All the data should come back exactly as it was given.

[Recorded data]
--- START ---
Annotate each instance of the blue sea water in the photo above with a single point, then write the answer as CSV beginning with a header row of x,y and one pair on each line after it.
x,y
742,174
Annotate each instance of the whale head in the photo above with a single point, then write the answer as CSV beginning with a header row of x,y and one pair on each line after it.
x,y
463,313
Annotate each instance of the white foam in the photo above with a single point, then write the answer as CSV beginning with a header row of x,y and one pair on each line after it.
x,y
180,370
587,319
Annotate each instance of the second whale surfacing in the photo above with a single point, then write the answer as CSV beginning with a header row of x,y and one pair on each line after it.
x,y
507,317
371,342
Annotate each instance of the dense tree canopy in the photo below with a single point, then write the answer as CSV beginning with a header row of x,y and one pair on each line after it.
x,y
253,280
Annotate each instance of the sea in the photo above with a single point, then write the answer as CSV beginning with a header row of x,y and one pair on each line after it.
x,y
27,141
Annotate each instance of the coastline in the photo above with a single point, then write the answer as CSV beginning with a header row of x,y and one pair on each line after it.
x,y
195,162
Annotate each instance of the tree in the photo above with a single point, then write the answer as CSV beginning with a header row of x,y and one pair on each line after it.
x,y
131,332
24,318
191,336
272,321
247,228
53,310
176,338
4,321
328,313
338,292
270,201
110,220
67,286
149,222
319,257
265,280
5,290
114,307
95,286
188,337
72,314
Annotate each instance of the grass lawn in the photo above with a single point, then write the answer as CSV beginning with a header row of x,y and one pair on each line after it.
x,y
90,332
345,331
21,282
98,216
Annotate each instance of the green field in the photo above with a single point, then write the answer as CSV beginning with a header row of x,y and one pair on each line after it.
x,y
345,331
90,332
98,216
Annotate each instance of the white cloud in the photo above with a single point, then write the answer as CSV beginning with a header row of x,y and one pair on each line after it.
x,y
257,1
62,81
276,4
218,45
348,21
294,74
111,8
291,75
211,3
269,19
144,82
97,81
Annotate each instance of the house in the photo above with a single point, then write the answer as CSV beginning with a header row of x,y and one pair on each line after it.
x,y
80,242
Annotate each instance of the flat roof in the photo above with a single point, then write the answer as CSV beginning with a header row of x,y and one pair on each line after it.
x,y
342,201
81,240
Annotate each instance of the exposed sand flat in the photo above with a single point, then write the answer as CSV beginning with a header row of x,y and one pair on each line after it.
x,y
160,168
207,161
--- END ---
[Finished task]
Annotate each instance of the blue sea water in the photo above with a single point, then write the answer as CSV beginning with a header row of x,y and one pair on each line after it.
x,y
742,174
Annotate each instance of the whale head in the photo above with a single point, then write the answer as CSV beginning with a header row of x,y and one pair on each line after it.
x,y
463,313
Annotate each instance of the white foam in the photo above with a single point, then write the answer as CSV beginning with a header row of x,y and one pair on each line after it.
x,y
180,370
587,319
Annotate each instance of the second whale surfacing in the photo above with a single point, then write the answer as CSV beginning with a header row of x,y and one pair on each line after it.
x,y
507,317
371,342
Annotate each instance of the dense tree canopy in the photo below with a single point, then write the answer as CSV beginning with a header row of x,y and one pair on each line after it.
x,y
253,280
Annotate each instance of the sea in the photo above with a single point, then write the answer as CSV beginning with a header row of x,y and one pair on each line after it.
x,y
27,141
Annotate each instance of the coastline in the photo above with a single point, then write the answer as CSV beginning with a header row of x,y and one pair on each line after it.
x,y
195,162
Annotate each instance of the tree in the photo above with a single point, then write the answer as CSV beginning with a header row of x,y and one pair on each line after it.
x,y
131,332
24,318
191,336
272,321
247,228
53,310
176,338
4,321
328,313
338,292
270,201
110,220
67,286
149,222
319,257
265,280
5,290
114,307
95,286
188,337
72,314
Annotate each instance of the grass lawn in the photo above with a single point, then write the answer as CSV beginning with a header row of x,y and one pair on each line after it.
x,y
90,332
345,331
21,282
98,216
Annotate each instance of the green field in the photo above with a single point, then write the answer as CSV beginning with a header row of x,y and one pair on each line after it.
x,y
345,331
90,332
98,216
Annotate each instance of the white cloud in the photo above with a single point, then write the answer as CSV beginning with a header row of x,y and one pair on each line after it.
x,y
257,1
62,81
276,4
218,45
348,21
294,74
111,8
291,75
211,3
269,19
144,82
97,81
Annotate each instance of the house in the photo above with a single point, then write the answer as CSV beginning with a header row of x,y and one pair on each line after it.
x,y
80,242
Annotate each instance of the flat roof in the photo above with a single point, then write the answer as CSV beginning with a header row of x,y and one pair on each line after it.
x,y
342,201
81,240
Annotate each instance of the exposed sand flat in the photo above with a single point, then write the answer as CSV beginning with a header row of x,y and one pair on each line after it.
x,y
160,168
207,161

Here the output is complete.